**EXTRAIT DE PAGE**
Irini, la touriste devenue la seule nonne de l'île grecque d'Amorgos

Des années après sa première visite sur l’île Amorgos, Sœur Irini y est retournée pour vivre dans un vieux monastère qu’elle a restauré elle-même.

De Terri Steel
Photographies de Chiara Goia
Sœur Irini se balade sur le toit de sa maison, le monastère Agios Georgios Valsamitis ou monastère St. Valsamitis, qui est situé sur l'île d'Amorgos.
PHOTOGRAPHIE DE Chiara Goia, National Geographic

Partie d’Athènes dix heures plus tôt, il est 3 h 30 du matin lorsque je débarque du ferry. L’air est léger et chaud à Amorgos, une île sauvage située au large de la Grèce. Des bateaux de pêche en bois se balancent contre leur ancre, les villages éclairés parsèment les grandes collines et une douce odeur de sauge flotte dans l’air matinal. Une fois le jour levé, je partirai à la recherche de Sœur Irini, la raison de ma venue ici.

Des milliers de touristes, principalement des Français, des Italiens et des Grecs, viennent chaque année visiter les nombreux monastères d’Amorgos, qui figurent parmi les plus anciens au monde. Face la beauté brute sans pareille de ces derniers contre une mer et un ciel bleu azur, il est inévitable de ralentir et de s’attarder. Une touriste s’est même arrêtée si longtemps qu’elle est devenue religieuse.

**DONNÉES À TRAITER**
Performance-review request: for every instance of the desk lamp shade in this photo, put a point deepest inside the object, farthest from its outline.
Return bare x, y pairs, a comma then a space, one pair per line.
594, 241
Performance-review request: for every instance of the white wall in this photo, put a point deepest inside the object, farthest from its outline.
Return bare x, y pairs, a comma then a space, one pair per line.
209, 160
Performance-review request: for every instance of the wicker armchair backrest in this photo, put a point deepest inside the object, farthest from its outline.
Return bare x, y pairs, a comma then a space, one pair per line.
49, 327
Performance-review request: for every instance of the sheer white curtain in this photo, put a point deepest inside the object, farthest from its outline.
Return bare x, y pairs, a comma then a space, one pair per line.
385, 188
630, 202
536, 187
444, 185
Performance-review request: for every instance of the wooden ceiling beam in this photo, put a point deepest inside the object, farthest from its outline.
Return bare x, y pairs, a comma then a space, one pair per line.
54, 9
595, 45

**TÂCHE DEMANDÉE A**
D'après l'extrait sur Sœur Irini, de quelles nationalités sont surtout les touristes qui visitent Amorgos chaque année ?
**TÂCHE DEMANDÉE B**
Recopiez à l'identique, dans les données à traiter, le passage qui va de la ligne contenant « Performance-review request: for every instance of the sheer » jusqu'à la fin de ces lignes, les deux bouts compris.

**RÉPONSE FINALE A**
Ce sont surtout des Français, des Italiens et des Grecs.

**RÉPONSE FINALE B**
Performance-review request: for every instance of the sheer white curtain in this photo, put a point deepest inside the object, farthest from its outline.
Return bare x, y pairs, a comma then a space, one pair per line.
385, 188
630, 202
536, 187
444, 185
Performance-review request: for every instance of the wooden ceiling beam in this photo, put a point deepest inside the object, farthest from its outline.
Return bare x, y pairs, a comma then a space, one pair per line.
54, 9
595, 45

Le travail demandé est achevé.